Exercise:
Reproduce verbatim everything in the data below, from the line containing "Outline every instance of the water" down to the very end of the data, including both the starting line and the final line.

Provided records:

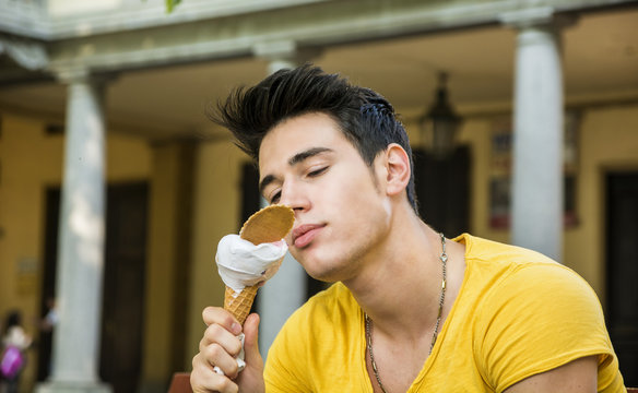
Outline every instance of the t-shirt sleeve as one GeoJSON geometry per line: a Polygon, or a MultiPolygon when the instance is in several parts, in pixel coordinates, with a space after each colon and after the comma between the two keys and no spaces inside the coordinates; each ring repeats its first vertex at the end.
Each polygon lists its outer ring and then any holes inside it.
{"type": "Polygon", "coordinates": [[[307,340],[300,336],[297,310],[286,321],[272,343],[264,366],[263,378],[267,393],[310,392],[304,383],[304,361],[307,340]]]}
{"type": "MultiPolygon", "coordinates": [[[[593,289],[553,263],[512,267],[476,310],[476,361],[496,392],[591,355],[614,359],[593,289]]],[[[599,389],[611,381],[599,379],[599,389]]]]}

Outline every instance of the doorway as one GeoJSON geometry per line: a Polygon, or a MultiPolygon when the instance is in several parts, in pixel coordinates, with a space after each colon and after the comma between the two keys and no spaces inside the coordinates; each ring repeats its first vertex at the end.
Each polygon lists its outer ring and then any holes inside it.
{"type": "Polygon", "coordinates": [[[627,386],[638,385],[638,171],[607,172],[607,329],[627,386]]]}
{"type": "MultiPolygon", "coordinates": [[[[142,371],[144,277],[146,264],[147,183],[107,187],[99,377],[114,393],[138,390],[142,371]]],[[[60,189],[46,192],[42,309],[56,293],[60,189]]],[[[50,334],[43,333],[38,380],[50,365],[50,334]]]]}
{"type": "Polygon", "coordinates": [[[457,146],[449,157],[413,151],[414,186],[421,218],[447,237],[470,229],[470,147],[457,146]]]}

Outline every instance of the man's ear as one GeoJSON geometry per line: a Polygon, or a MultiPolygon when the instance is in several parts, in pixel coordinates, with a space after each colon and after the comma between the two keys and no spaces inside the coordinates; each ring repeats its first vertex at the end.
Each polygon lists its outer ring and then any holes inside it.
{"type": "Polygon", "coordinates": [[[410,182],[410,158],[407,153],[397,143],[391,143],[386,148],[386,170],[387,184],[386,192],[388,195],[397,195],[407,188],[410,182]]]}

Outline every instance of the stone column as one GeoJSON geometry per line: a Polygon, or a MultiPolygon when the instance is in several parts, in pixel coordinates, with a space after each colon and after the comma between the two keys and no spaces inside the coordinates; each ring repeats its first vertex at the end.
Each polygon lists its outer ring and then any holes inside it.
{"type": "Polygon", "coordinates": [[[563,74],[559,24],[551,8],[504,16],[518,28],[512,242],[560,261],[563,247],[563,74]]]}
{"type": "MultiPolygon", "coordinates": [[[[269,75],[284,68],[300,66],[316,55],[308,50],[297,50],[295,43],[291,40],[258,44],[253,51],[256,56],[269,60],[269,75]]],[[[263,199],[261,202],[262,205],[267,204],[263,199]]],[[[284,322],[306,301],[307,277],[304,267],[288,252],[277,274],[259,289],[259,349],[264,359],[284,322]]]]}
{"type": "Polygon", "coordinates": [[[38,392],[110,392],[98,379],[105,238],[103,81],[85,70],[68,84],[64,174],[57,272],[60,321],[54,366],[38,392]]]}

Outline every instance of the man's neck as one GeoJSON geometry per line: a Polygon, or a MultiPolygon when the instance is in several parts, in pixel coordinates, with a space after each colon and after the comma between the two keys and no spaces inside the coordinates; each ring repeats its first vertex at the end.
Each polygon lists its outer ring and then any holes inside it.
{"type": "MultiPolygon", "coordinates": [[[[359,274],[344,284],[381,334],[417,341],[436,324],[440,306],[440,235],[411,212],[399,212],[386,241],[371,250],[359,274]]],[[[464,272],[464,247],[447,241],[451,308],[464,272]]],[[[442,321],[441,321],[442,324],[442,321]]]]}

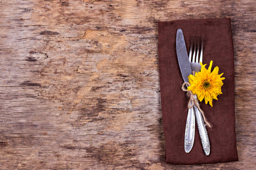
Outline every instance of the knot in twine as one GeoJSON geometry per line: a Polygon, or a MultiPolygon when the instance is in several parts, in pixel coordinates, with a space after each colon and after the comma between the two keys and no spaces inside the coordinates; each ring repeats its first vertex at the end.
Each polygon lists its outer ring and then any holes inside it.
{"type": "Polygon", "coordinates": [[[212,125],[210,124],[210,123],[208,122],[207,119],[205,117],[205,116],[204,115],[204,112],[202,110],[202,109],[200,108],[200,107],[199,106],[199,104],[197,102],[197,100],[194,97],[194,94],[192,93],[192,91],[190,90],[187,90],[185,88],[185,86],[187,86],[187,87],[190,86],[191,84],[188,82],[184,82],[182,84],[181,89],[182,91],[187,92],[187,97],[189,98],[189,101],[188,103],[188,108],[189,109],[191,109],[193,108],[194,105],[195,105],[199,111],[202,113],[203,118],[204,118],[204,121],[205,123],[205,125],[209,128],[212,128],[212,125]]]}

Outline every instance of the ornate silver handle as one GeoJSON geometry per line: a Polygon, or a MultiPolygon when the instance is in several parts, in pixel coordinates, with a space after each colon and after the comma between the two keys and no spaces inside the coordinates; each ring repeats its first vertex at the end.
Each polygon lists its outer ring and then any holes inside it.
{"type": "Polygon", "coordinates": [[[185,152],[188,153],[194,144],[195,117],[193,108],[188,109],[187,118],[186,129],[185,130],[185,152]]]}
{"type": "MultiPolygon", "coordinates": [[[[194,97],[197,100],[196,95],[194,95],[194,97]]],[[[205,155],[209,155],[209,154],[210,154],[210,142],[209,141],[208,135],[207,134],[207,131],[206,130],[205,125],[204,125],[204,119],[203,118],[202,114],[198,108],[195,105],[194,105],[193,108],[195,109],[196,122],[197,123],[197,127],[205,155]]]]}

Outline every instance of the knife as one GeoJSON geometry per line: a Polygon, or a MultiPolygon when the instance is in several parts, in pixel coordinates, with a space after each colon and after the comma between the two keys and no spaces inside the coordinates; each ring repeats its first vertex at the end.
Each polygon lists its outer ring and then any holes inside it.
{"type": "MultiPolygon", "coordinates": [[[[178,29],[177,31],[176,44],[177,56],[182,77],[184,82],[188,82],[188,77],[192,74],[192,71],[187,52],[183,32],[181,29],[178,29]]],[[[194,95],[194,97],[196,99],[197,99],[196,95],[194,95]]],[[[207,131],[204,123],[202,114],[198,108],[195,105],[192,108],[189,109],[188,112],[185,130],[185,151],[188,153],[191,150],[194,143],[195,126],[195,114],[196,117],[199,134],[204,153],[206,155],[209,155],[210,154],[210,142],[209,141],[207,131]]]]}

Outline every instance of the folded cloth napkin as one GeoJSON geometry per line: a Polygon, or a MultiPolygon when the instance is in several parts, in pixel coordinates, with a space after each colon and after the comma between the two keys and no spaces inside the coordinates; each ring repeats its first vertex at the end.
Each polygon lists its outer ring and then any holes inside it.
{"type": "Polygon", "coordinates": [[[216,163],[238,160],[234,113],[234,52],[230,19],[180,20],[159,22],[158,53],[163,122],[166,141],[166,161],[174,164],[216,163]],[[210,153],[204,152],[196,123],[194,145],[189,153],[184,150],[185,128],[189,99],[181,89],[183,79],[176,52],[176,35],[183,30],[187,49],[193,35],[204,35],[203,63],[213,61],[224,73],[223,94],[214,100],[213,107],[204,101],[200,108],[213,125],[207,127],[210,153]]]}

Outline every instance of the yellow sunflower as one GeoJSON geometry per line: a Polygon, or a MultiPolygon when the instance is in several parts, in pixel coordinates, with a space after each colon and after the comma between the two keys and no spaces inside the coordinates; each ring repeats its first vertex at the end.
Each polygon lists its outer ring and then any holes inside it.
{"type": "Polygon", "coordinates": [[[205,69],[205,65],[201,66],[201,71],[196,73],[195,76],[190,75],[188,80],[191,86],[188,87],[188,90],[197,96],[200,101],[204,99],[205,104],[209,103],[212,107],[212,99],[218,100],[217,96],[222,94],[221,86],[223,85],[222,80],[225,78],[221,77],[223,73],[218,74],[218,67],[215,67],[211,73],[212,61],[210,62],[208,69],[205,69]]]}

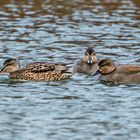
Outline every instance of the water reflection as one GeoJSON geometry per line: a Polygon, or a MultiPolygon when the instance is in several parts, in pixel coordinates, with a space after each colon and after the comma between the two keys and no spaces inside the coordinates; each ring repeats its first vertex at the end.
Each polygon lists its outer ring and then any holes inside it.
{"type": "MultiPolygon", "coordinates": [[[[0,66],[19,57],[73,65],[87,47],[99,59],[140,62],[139,1],[6,0],[0,3],[0,66]]],[[[139,85],[0,77],[0,139],[137,139],[139,85]]]]}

Finished answer:
Outline every instance of the water reflection as one GeoJSON geometry per line: a Polygon, or a MultiPolygon when the instance is in several parts, in pixel coordinates, with a space after each colon and after the comma between the two keys and no spaces inside the coordinates; each ring repeats its first vertex at the end.
Each polygon lists its outer ring and then any holes inside it.
{"type": "MultiPolygon", "coordinates": [[[[0,66],[19,57],[73,65],[87,47],[99,59],[140,62],[139,1],[6,0],[0,3],[0,66]]],[[[139,85],[0,77],[0,139],[137,139],[139,85]]]]}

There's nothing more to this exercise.